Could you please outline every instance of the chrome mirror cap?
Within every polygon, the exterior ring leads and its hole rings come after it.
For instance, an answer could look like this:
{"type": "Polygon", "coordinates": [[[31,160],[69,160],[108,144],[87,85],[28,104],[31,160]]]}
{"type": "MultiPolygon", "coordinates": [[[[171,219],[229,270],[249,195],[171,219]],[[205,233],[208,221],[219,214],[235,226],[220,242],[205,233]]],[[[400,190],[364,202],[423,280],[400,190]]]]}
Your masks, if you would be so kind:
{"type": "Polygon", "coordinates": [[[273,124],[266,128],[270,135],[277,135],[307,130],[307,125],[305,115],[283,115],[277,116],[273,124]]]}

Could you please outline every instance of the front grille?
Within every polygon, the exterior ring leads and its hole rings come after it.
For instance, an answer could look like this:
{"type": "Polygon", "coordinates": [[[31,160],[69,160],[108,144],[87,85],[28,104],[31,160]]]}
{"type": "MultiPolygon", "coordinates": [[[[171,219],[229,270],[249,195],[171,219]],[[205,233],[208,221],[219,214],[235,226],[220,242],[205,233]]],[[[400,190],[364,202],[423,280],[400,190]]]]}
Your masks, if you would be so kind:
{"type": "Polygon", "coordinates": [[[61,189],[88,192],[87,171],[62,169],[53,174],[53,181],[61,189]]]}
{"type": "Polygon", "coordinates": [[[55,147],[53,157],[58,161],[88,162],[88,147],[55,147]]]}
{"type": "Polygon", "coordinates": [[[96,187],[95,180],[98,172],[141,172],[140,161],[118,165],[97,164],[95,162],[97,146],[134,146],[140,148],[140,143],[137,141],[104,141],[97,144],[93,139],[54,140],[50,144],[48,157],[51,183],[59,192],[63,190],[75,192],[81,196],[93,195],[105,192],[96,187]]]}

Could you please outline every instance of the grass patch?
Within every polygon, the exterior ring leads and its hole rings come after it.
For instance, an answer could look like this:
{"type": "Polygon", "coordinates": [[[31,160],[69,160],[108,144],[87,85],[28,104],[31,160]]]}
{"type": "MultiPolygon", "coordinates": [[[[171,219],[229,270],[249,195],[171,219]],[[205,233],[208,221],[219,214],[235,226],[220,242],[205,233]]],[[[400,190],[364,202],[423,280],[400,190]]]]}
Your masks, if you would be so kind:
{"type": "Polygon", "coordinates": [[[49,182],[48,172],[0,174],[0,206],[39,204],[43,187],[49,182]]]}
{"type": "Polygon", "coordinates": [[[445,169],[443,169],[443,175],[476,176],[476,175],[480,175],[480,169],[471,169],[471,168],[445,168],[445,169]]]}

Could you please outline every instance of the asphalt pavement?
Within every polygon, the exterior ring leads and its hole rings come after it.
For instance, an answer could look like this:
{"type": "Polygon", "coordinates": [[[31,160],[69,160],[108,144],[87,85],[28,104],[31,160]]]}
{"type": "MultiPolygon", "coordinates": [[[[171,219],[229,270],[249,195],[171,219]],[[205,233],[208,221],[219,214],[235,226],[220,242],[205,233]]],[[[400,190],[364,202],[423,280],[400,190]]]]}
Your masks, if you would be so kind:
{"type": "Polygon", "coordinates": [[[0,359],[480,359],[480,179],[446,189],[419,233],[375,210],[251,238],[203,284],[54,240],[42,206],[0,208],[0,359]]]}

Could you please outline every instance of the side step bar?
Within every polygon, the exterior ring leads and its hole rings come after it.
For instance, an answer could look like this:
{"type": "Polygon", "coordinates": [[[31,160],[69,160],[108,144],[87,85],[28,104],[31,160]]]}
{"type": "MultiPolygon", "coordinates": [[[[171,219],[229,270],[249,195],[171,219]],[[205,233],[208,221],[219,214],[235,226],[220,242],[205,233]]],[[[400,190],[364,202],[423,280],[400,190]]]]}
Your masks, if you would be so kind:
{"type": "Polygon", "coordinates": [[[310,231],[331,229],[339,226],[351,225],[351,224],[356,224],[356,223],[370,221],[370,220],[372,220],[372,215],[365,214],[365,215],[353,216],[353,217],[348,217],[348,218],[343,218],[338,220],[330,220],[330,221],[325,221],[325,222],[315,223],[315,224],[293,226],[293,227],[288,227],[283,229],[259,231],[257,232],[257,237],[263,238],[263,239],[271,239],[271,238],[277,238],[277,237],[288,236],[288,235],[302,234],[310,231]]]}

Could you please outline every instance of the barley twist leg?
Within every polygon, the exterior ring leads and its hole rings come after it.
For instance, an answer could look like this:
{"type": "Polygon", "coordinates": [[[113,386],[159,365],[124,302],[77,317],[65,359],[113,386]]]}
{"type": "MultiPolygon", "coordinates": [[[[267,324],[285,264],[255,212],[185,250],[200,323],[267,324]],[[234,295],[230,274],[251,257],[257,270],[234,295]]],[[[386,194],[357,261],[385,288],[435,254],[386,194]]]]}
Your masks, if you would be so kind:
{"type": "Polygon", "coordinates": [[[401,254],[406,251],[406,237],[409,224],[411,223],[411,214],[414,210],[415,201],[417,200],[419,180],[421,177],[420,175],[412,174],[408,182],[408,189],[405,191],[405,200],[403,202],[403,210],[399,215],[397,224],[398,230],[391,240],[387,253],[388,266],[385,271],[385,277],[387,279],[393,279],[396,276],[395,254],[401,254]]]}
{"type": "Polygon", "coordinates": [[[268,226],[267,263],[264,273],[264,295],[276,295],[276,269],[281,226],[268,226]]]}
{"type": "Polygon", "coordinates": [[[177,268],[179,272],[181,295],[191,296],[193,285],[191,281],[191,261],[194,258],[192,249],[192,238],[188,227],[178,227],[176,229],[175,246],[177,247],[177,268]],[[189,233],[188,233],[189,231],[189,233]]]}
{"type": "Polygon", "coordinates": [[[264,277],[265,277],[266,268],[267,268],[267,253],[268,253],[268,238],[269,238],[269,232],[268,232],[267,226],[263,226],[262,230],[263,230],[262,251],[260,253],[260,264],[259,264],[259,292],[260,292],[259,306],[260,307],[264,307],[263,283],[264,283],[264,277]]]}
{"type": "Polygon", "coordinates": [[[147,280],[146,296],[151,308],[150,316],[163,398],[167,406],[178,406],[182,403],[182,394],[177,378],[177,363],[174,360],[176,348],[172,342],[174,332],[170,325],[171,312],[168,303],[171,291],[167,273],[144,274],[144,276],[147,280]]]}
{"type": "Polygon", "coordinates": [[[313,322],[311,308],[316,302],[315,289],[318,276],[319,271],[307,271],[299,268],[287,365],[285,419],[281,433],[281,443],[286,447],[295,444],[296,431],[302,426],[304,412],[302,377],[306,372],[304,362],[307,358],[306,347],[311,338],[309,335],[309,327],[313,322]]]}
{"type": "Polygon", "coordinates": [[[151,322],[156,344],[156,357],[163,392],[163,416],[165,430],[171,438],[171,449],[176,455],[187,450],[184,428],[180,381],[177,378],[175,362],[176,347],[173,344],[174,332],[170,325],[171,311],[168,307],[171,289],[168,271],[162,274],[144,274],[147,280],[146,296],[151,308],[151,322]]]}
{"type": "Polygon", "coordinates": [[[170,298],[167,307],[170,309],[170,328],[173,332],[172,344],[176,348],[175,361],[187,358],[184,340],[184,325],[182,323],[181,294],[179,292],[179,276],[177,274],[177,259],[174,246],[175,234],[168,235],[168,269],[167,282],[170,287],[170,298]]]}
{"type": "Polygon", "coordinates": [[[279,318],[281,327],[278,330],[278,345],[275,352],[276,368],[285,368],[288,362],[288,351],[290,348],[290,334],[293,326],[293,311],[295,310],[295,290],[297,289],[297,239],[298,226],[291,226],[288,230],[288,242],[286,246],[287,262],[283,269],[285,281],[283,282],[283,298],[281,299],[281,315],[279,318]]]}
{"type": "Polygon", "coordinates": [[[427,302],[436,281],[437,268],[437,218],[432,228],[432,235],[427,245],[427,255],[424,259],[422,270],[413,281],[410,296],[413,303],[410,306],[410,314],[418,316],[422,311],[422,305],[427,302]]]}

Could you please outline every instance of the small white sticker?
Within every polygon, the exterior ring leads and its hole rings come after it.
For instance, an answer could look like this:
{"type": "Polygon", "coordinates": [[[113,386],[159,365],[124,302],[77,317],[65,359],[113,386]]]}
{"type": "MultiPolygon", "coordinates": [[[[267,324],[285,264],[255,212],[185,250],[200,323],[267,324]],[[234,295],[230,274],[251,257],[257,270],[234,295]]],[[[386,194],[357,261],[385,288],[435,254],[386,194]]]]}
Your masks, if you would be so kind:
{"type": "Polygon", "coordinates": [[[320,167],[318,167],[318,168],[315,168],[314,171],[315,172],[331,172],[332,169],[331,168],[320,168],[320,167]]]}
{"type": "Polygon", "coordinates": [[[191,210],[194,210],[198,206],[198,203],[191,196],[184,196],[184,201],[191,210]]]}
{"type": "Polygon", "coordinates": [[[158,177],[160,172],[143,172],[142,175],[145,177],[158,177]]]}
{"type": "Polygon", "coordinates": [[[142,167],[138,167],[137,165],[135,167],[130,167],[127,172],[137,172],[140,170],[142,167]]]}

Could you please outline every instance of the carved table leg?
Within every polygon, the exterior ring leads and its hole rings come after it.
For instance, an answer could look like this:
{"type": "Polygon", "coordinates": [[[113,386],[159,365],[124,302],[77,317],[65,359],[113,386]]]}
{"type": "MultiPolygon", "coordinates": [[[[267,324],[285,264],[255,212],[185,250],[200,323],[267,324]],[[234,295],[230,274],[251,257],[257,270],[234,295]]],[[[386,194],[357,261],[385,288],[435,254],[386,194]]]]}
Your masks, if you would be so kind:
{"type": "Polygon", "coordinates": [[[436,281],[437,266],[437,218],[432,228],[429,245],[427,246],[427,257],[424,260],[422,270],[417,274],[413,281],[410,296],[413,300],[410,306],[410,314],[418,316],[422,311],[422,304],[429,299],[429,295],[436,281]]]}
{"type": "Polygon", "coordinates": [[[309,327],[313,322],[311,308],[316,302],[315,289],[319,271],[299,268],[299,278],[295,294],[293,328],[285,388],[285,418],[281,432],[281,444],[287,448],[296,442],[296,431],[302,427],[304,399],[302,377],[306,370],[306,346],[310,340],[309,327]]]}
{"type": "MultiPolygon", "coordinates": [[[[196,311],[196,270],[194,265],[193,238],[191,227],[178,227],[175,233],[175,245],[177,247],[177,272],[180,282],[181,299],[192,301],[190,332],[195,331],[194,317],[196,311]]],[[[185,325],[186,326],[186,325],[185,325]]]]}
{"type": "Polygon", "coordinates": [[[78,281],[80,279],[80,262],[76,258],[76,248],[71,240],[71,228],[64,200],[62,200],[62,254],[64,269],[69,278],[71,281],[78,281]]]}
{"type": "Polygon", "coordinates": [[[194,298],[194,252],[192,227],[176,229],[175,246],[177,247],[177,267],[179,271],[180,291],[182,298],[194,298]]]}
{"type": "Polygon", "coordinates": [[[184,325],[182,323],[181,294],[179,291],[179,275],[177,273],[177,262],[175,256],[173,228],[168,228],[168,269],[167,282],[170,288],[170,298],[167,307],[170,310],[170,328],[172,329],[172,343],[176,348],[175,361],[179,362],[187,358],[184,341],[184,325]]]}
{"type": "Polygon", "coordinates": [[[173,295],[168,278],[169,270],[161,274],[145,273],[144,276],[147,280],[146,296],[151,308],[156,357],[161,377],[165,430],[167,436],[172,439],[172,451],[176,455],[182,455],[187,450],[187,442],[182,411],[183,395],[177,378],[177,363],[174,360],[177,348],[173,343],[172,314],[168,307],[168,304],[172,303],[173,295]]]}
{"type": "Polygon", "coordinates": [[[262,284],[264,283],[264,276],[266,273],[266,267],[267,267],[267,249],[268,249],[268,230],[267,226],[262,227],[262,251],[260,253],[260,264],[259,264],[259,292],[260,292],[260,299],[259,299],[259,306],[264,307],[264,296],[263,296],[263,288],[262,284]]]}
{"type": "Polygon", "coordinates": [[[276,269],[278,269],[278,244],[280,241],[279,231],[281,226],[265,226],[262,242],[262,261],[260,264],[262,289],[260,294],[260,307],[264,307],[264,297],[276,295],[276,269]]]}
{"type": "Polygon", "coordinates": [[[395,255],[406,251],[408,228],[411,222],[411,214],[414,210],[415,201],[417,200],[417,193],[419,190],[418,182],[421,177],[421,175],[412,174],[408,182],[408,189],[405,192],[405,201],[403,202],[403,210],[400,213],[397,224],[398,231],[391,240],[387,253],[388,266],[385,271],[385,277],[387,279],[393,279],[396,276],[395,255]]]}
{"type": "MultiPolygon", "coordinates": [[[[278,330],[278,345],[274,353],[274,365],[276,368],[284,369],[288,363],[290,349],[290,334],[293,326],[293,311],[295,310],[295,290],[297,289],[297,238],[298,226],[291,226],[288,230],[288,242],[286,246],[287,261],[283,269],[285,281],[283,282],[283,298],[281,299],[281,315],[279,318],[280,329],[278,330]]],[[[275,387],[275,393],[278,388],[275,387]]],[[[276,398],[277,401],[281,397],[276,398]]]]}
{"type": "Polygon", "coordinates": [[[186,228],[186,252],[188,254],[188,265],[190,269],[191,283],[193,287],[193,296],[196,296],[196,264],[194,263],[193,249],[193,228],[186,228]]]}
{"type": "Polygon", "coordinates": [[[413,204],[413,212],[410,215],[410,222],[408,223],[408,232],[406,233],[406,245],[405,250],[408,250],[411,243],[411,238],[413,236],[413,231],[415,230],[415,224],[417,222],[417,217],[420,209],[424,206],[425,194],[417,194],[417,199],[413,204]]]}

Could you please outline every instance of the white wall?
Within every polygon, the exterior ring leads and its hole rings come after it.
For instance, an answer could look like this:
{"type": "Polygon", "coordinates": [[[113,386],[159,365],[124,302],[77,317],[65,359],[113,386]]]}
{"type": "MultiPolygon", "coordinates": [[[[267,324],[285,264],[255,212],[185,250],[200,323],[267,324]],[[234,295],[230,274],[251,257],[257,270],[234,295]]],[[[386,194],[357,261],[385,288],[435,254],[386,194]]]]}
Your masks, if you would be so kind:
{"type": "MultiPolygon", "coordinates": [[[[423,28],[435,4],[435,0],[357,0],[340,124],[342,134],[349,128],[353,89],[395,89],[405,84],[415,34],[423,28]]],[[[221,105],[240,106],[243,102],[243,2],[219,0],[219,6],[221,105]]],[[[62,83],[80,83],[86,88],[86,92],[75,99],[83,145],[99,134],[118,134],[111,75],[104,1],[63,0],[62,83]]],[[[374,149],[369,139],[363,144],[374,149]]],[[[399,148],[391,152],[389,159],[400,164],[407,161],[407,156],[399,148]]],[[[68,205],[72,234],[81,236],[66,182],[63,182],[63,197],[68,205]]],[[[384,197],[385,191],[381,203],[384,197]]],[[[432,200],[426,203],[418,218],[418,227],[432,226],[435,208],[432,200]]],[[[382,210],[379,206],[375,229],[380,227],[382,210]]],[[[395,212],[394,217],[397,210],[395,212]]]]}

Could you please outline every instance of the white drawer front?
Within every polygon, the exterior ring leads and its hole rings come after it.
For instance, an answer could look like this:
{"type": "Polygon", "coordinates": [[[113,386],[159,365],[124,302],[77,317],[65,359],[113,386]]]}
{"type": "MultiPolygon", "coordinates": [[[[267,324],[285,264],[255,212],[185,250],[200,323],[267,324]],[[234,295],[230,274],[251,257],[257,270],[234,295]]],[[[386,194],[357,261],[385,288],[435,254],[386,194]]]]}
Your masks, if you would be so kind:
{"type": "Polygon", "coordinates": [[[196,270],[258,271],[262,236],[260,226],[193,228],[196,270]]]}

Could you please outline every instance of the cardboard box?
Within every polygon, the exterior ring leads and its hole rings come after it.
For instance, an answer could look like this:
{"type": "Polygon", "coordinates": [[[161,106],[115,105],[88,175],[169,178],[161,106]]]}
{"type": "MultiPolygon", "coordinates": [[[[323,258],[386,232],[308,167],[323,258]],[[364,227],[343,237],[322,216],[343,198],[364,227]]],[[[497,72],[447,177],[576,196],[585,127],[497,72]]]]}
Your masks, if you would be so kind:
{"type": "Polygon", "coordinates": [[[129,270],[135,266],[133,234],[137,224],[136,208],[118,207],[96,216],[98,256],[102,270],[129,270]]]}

·····

• The problem
Copy out each line from the preceding entries that mentions the word "white".

• Solution to the problem
Could you please outline every instance of the small white sticker?
Could you please outline every instance of the white wall?
Could you please outline every instance of the white drawer front?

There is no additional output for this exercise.